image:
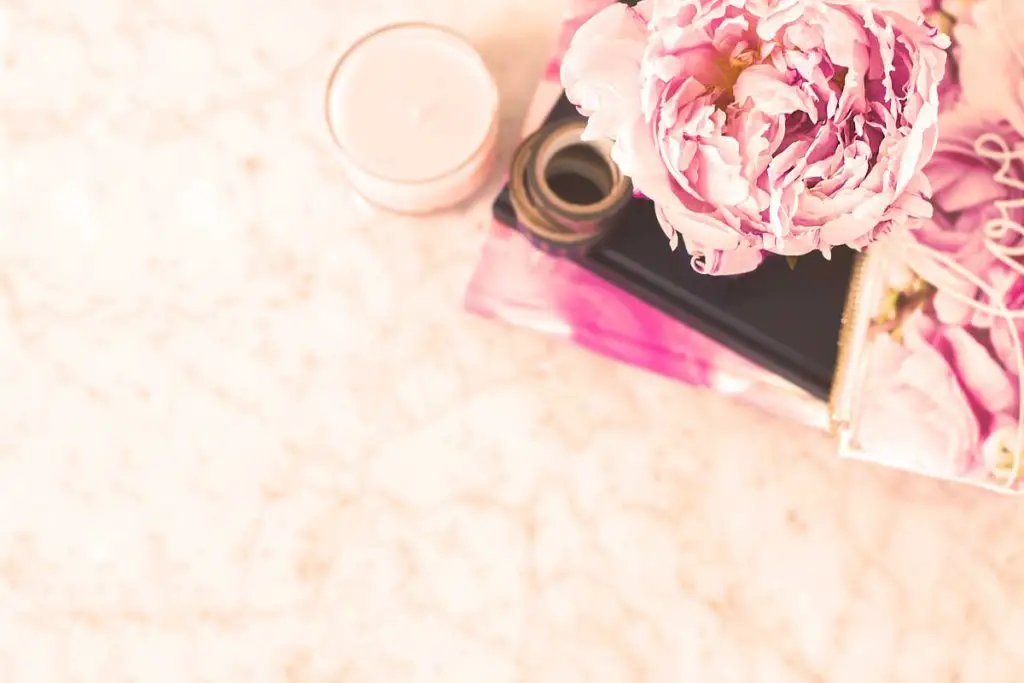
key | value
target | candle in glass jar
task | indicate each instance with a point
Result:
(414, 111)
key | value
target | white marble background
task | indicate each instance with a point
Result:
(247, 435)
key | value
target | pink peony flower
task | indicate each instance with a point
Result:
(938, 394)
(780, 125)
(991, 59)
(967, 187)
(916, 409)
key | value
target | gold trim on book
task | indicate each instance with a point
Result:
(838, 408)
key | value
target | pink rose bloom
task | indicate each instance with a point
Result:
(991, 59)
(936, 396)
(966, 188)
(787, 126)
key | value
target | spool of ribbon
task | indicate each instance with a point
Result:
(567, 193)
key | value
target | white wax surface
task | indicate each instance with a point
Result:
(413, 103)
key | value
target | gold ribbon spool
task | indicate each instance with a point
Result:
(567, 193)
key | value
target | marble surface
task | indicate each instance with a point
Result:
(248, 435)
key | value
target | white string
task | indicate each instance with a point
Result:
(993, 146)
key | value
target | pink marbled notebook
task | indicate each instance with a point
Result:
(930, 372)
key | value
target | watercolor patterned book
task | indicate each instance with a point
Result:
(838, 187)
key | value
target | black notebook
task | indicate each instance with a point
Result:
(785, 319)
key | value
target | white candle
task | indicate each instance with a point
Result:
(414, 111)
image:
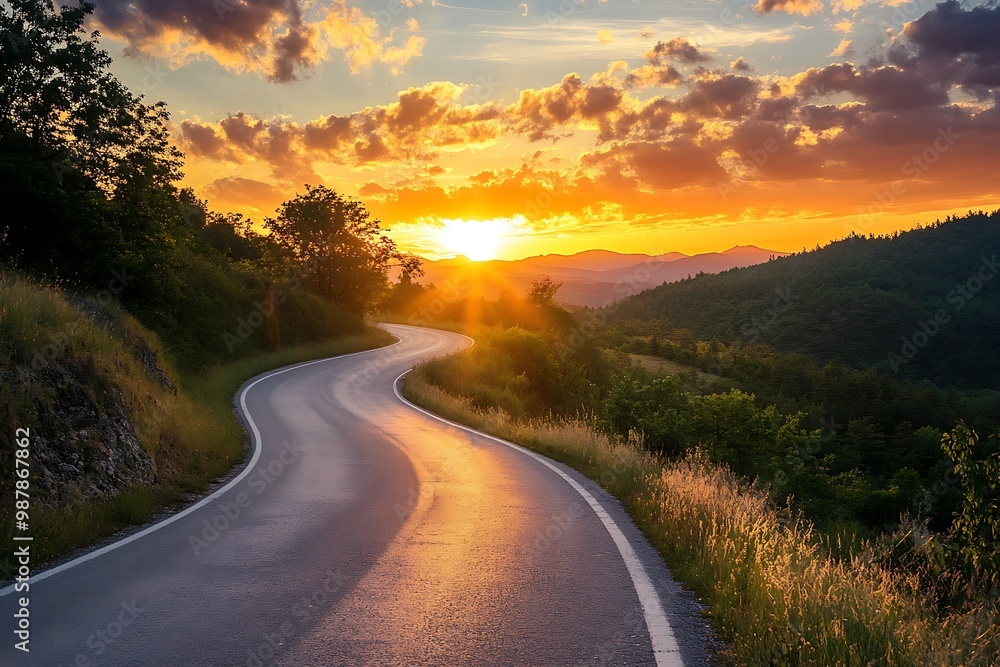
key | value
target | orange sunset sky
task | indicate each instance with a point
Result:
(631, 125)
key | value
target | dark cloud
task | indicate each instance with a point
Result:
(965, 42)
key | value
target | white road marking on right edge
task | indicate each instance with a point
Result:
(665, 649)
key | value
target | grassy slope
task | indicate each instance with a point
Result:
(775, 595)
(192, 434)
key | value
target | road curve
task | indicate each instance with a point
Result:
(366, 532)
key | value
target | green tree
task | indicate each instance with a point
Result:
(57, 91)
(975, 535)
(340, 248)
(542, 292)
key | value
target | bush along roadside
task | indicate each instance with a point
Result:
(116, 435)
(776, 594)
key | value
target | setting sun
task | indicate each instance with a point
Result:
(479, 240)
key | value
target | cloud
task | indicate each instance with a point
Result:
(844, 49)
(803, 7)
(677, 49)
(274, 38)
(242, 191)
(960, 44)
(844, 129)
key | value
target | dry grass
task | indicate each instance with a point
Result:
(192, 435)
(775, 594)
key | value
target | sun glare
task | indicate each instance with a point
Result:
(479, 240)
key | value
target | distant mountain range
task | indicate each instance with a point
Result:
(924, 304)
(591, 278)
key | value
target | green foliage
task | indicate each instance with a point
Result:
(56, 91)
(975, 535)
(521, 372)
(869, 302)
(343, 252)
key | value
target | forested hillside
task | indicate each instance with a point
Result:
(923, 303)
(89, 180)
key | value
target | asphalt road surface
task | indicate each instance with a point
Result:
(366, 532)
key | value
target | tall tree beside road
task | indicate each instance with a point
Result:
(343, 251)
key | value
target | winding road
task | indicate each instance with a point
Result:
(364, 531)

····················

Could you reproduce every record above exactly, leaving out the pictures?

[Worked answer]:
image:
key | value
target | candle in glass jar
task | indicate each instance with a point
Result:
(414, 111)
key | value
target | white marble background
task | indicate each instance with a point
Result:
(247, 435)
key | value
target | pink peony flower
task | indicate each instance with a point
Result:
(938, 394)
(780, 125)
(991, 59)
(967, 187)
(916, 409)
key | value
target | gold trim on book
task | indicate each instance with a point
Result:
(838, 408)
key | value
target | pink rose bloom
task | indicate each instance with a point
Result:
(991, 59)
(936, 396)
(966, 188)
(787, 126)
key | value
target | spool of ribbon
task | indicate each instance with a point
Result:
(567, 193)
key | value
target | white wax surface
task | indicate each instance with a point
Result:
(413, 103)
key | value
target | gold ribbon spool
task | indicate each instance with a point
Result:
(567, 193)
key | value
target | marble surface
task | indicate each instance with a point
Result:
(248, 435)
key | value
target | white string
task | indicate each instance with a point
Result:
(993, 146)
key | value
target | pink marbled notebook
task | indicate each instance with a point
Result:
(930, 372)
key | value
target | watercolor patterned book
task | indicate each instance with a point
Result:
(838, 187)
key | value
target | black notebook
task | indicate each instance with a point
Result:
(785, 319)
key | value
target | white candle
task | indicate each instance with a point
Result:
(414, 111)
image:
key | value
target | orange sunset sky
task | indicate each instance with a point
Result:
(631, 125)
key | value
target | dark cloud
task | indicate each instance with a point
Result:
(965, 42)
key | value
target | white road marking on right edge
task | indicate each instance with a point
Result:
(665, 649)
key | value
target | grassy slope
task | indicate each instance with a point
Result:
(775, 595)
(192, 434)
key | value
target | road curve
task | indicate each instance with a point
Result:
(366, 532)
key | value
target | green tree
task | indicate each instance with a point
Result:
(57, 91)
(975, 535)
(340, 248)
(542, 292)
key | value
target | bush along roadside
task | indicate each instance with a point
Result:
(116, 435)
(776, 594)
key | value
target | setting sun
task | indicate each instance with a point
Result:
(479, 240)
key | value
target | cloud
task | indicate each instance with a point
Result:
(844, 49)
(803, 7)
(677, 49)
(274, 38)
(242, 191)
(960, 44)
(844, 129)
key | value
target | dry grass
task | indicate each instance with a point
Result:
(192, 435)
(775, 594)
key | value
target | sun glare
task | indicate each instance with a point
Result:
(479, 240)
key | value
target | distant mountain range
task | indicate each instance with a point
Result:
(924, 304)
(591, 278)
key | value
target | green foliage
task | indicate each instance with a point
Result:
(56, 91)
(975, 535)
(521, 372)
(869, 302)
(343, 252)
key | value
target | forested hillside
task | indicate each instance with a point
Result:
(923, 303)
(89, 180)
key | value
target | asphalt road surface
task | indicate each instance with a point
Result:
(366, 532)
key | value
target | tall tree beside road
task | indicate each instance with a point
Result:
(343, 251)
key | value
target | winding road
task | indicate each instance with a point
Result:
(364, 531)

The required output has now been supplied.